- DOCUMENT TEXT
- - - - - - -

# What the. .??!! Why these crazy ph swings?



## cookiedoughcreations (Feb 24, 2015)

I'm definitely a betta fanatic, and fairly new to having a planted, cycled tank which I'm absolutely loving - so much easier and better for the fish. 
Things have been very stable until recently. We have softened (ro) water due to our extremely hard well water. Ph has always run a bit high, maybe it's a lot high, usually around 7.4 to 7.8, zero ammonia, nitrites and nitrates on the high but doable end - I always attributed that to our property being right in the middle of acres and acres of farmland. 

I have a 5 gal, heated, with a hood mounted filter. The only change that I know of is that I've added a couple plants to the tank this week, water wisteria (a few small sprigs) and a couple moss balls. Plus one tiny Nerite snail. Ph was still doing it's normal slightly high thing until I added Flourish (the regular stuff, not Excel) yesterday for the first time. I halfed the recommended dose so as not to shock or harm Clark (the fish). This morning I checked Ph and it was way high, off the chart. . .help!!! I did another 20% water change and checked it an hour later and it was back down to normal which is 7.4ish. 

Any ideas would be so appreciated! The last thing I want to do is harm the fish for the sake of plants if that's what's happening.


----------



## cookiedoughcreations (Feb 24, 2015)

anybody. . .help?


----------



## RussellTheShihTzu (Mar 19, 2013)

I don't know if Comprehensive raises pH but I do know my fish, inverts and plants all live in 8.0 pH with no issues. What's important about pH is that it remain stable and not do a lot of fluctuating.

- - - - - - -

- RECORDS SUPPLIED
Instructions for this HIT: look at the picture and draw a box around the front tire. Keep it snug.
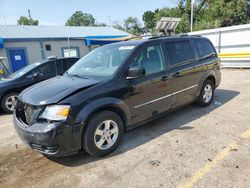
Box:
[82,111,124,157]
[1,92,18,114]
[197,80,215,107]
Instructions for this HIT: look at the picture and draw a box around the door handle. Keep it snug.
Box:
[161,76,168,81]
[173,72,181,78]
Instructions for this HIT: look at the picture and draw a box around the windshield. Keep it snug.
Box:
[67,44,135,77]
[7,63,40,79]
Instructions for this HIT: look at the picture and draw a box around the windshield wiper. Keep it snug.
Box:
[65,71,89,79]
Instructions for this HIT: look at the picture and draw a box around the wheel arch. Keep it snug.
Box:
[76,97,131,131]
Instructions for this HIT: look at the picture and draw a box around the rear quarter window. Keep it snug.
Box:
[165,40,194,66]
[194,39,216,58]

- - - - - - -

- EXERCISE TASKS
A – Which water measurements does the opening post of the pH thread mention?
B – Could you copy the pH thread word for word, from "I have a 5 gal, heated, with" to "which is 7.4ish."?

- WORKED ANSWERS
A –
- pH
- ammonia
- nitrites
- nitrates

B –
I have a 5 gal, heated, with a hood mounted filter. The only change that I know of is that I've added a couple plants to the tank this week, water wisteria (a few small sprigs) and a couple moss balls. Plus one tiny Nerite snail. Ph was still doing it's normal slightly high thing until I added Flourish (the regular stuff, not Excel) yesterday for the first time. I halfed the recommended dose so as not to shock or harm Clark (the fish). This morning I checked Ph and it was way high, off the chart. . .help!!! I did another 20% water change and checked it an hour later and it was back down to normal which is 7.4ish.